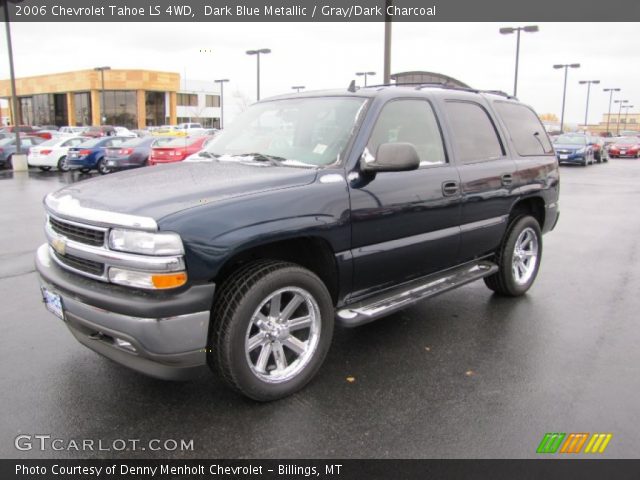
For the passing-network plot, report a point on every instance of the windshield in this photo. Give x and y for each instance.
(91, 143)
(571, 140)
(313, 131)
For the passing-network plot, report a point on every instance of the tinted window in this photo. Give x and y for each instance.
(409, 121)
(474, 135)
(525, 129)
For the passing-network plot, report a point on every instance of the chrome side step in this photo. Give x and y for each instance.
(373, 308)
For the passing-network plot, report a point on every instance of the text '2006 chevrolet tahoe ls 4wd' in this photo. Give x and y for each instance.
(311, 208)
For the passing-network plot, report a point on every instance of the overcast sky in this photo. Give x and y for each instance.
(326, 55)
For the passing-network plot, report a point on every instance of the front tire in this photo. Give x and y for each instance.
(518, 258)
(62, 164)
(272, 325)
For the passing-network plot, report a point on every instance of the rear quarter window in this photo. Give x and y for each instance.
(525, 129)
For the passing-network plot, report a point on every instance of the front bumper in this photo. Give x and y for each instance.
(163, 335)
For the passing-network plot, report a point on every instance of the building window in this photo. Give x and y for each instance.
(187, 100)
(213, 100)
(82, 107)
(120, 108)
(154, 106)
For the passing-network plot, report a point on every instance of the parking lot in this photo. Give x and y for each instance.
(466, 374)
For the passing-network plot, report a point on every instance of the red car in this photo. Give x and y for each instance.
(625, 147)
(177, 149)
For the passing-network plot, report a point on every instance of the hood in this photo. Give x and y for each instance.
(162, 190)
(568, 146)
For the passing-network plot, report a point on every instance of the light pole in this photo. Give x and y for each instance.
(566, 67)
(221, 81)
(365, 75)
(619, 111)
(611, 90)
(16, 114)
(257, 54)
(102, 70)
(588, 82)
(626, 114)
(517, 30)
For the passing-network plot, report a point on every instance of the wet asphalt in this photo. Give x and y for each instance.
(466, 374)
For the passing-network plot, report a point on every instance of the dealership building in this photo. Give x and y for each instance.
(129, 98)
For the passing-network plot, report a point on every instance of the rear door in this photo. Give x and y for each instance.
(486, 175)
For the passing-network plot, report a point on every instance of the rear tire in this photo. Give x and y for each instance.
(102, 167)
(518, 258)
(62, 164)
(272, 325)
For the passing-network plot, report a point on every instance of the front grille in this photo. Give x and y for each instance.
(82, 264)
(77, 233)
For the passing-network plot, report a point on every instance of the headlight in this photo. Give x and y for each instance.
(153, 281)
(147, 243)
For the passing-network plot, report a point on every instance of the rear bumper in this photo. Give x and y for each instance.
(163, 336)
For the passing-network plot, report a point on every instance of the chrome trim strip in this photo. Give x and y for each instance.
(67, 206)
(489, 222)
(112, 258)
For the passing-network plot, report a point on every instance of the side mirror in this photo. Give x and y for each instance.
(391, 157)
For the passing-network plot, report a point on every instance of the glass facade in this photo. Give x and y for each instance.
(154, 104)
(120, 108)
(44, 109)
(82, 106)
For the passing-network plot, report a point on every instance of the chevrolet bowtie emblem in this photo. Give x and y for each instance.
(59, 245)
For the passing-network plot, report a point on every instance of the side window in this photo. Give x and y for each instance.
(409, 121)
(473, 133)
(526, 130)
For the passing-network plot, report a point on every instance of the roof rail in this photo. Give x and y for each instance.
(448, 86)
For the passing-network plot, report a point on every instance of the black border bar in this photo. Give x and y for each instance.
(323, 10)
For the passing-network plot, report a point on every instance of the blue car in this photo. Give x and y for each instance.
(90, 155)
(574, 149)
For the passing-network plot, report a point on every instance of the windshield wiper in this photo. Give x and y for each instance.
(263, 157)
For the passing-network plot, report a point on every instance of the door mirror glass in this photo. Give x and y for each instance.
(391, 157)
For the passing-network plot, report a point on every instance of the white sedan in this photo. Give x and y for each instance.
(53, 153)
══════
- _What is expected_
Reproduce word for word the part of the records that opens with the line containing "the side window" and runs through the end of the records.

- _Result_
For the passing-network plot, report a point on every instance of the side window in this photo. Give x and y for each instance.
(409, 121)
(473, 133)
(526, 130)
For the passing-network plot, report a point on every instance of the roof rail in this photo. Give x and y for each instance.
(448, 86)
For the passing-network plot, report a point on every instance of the black border bar in this photo. Give x and y for each instance.
(323, 10)
For the passing-network plot, report a point on every instance of the blue car in this photo. Give x and y for each instance.
(90, 155)
(574, 149)
For the passing-network plot, report a point on every instance of the windshield wiper in this photo. Give x and y for each instance.
(263, 157)
For the passing-network plot, report a point on every instance of the door mirror glass in this photo. Give x and y for each instance.
(391, 157)
For the passing-network plot, report a point on every instance of the white sedan in this photo. Give x and y for each instance.
(53, 153)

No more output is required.